» **The task**
In this exercise, write out the data word for word and leave every image out.

» **Source data**
---+---
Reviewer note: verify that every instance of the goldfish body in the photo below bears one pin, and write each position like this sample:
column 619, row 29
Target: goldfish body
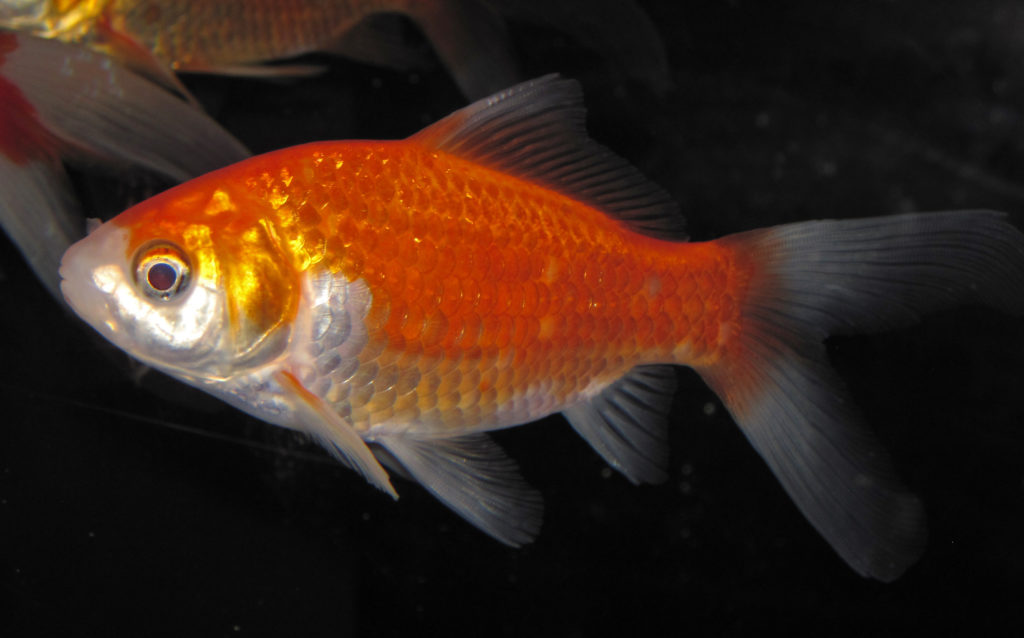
column 61, row 101
column 399, row 299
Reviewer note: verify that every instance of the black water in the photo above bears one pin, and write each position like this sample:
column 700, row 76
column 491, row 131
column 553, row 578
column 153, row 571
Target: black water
column 116, row 521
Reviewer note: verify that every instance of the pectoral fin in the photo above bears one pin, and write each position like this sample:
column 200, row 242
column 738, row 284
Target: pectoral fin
column 474, row 477
column 334, row 433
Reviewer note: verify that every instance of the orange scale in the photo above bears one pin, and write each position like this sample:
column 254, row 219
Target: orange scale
column 435, row 329
column 307, row 215
column 450, row 381
column 488, row 397
column 383, row 399
column 693, row 310
column 484, row 302
column 426, row 401
column 407, row 405
column 352, row 265
column 530, row 296
column 397, row 219
column 469, row 335
column 413, row 322
column 491, row 262
column 503, row 336
column 448, row 405
column 470, row 383
column 503, row 298
column 663, row 329
column 445, row 259
column 586, row 331
column 451, row 296
column 470, row 294
column 359, row 396
column 425, row 255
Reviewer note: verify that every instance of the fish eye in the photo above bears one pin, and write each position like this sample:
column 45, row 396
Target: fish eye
column 162, row 270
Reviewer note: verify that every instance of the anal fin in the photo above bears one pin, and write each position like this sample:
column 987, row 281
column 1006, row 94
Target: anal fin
column 474, row 477
column 626, row 423
column 335, row 433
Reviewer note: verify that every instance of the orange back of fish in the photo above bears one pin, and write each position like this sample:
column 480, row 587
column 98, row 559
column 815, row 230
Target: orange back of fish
column 500, row 296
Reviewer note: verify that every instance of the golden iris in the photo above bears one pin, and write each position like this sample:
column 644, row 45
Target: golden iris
column 162, row 270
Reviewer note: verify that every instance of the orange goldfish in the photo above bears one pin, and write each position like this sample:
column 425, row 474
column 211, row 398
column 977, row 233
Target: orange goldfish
column 160, row 37
column 60, row 101
column 399, row 299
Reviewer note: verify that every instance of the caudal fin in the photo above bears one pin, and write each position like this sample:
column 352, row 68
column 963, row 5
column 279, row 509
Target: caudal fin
column 811, row 280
---+---
» **Finished task**
Reviewer note: verify that every instance of the goldfish body in the photo below bears one pin, and write each position like this sample:
column 619, row 29
Target: goldfish body
column 61, row 101
column 399, row 299
Reviewer note: verify that every instance of the black water in the photo above bears one pin, and write each position like this sample:
column 700, row 76
column 491, row 131
column 553, row 578
column 153, row 571
Target: black water
column 116, row 521
Reviewer note: verify that every instance of the pectoral fin in the photo above bears one pin, and write each position like this sample:
column 200, row 242
column 738, row 284
Target: pectoral fin
column 474, row 477
column 334, row 433
Reviewer note: verify that every instance of the orange scale in the photo above bears one pin, and write each position like this sample:
column 254, row 219
Target: orange scale
column 435, row 329
column 307, row 215
column 450, row 381
column 488, row 397
column 383, row 399
column 693, row 310
column 484, row 302
column 426, row 401
column 407, row 405
column 352, row 265
column 530, row 296
column 397, row 219
column 469, row 335
column 413, row 322
column 491, row 262
column 503, row 336
column 448, row 405
column 470, row 383
column 503, row 298
column 663, row 329
column 445, row 259
column 586, row 331
column 451, row 296
column 470, row 294
column 359, row 396
column 425, row 255
Reviewer note: verify that every instance of the fish eye in the photo above bears one pin, and write each position like this sample:
column 45, row 396
Target: fish eye
column 162, row 270
Reviewer note: verify that every instance of the anal fin in the photo above bears one pin, and write each position like this sample:
column 987, row 281
column 1006, row 94
Target: anal fin
column 474, row 477
column 626, row 423
column 335, row 433
Reviewer note: verify that every instance of the orange back of fish in the photo above bears one pin, and write each position like this sample:
column 480, row 587
column 98, row 559
column 815, row 230
Target: orange back of fish
column 500, row 296
Reviewer note: verify that every instance of the golden iris in the photo above bears one pin, and write each position like this sample:
column 644, row 45
Target: golden iris
column 162, row 270
Reviewer note: verify that every instance of the orange goldfish in the photo above bears one pin, and write each position like this sample:
column 425, row 474
column 211, row 398
column 977, row 233
Target: orange goldfish
column 160, row 37
column 60, row 101
column 399, row 299
Reviewer note: verify that every instance of the caudal fin in the photo above bears one pin, and write each position like this sample:
column 352, row 68
column 963, row 5
column 279, row 509
Target: caudal fin
column 811, row 280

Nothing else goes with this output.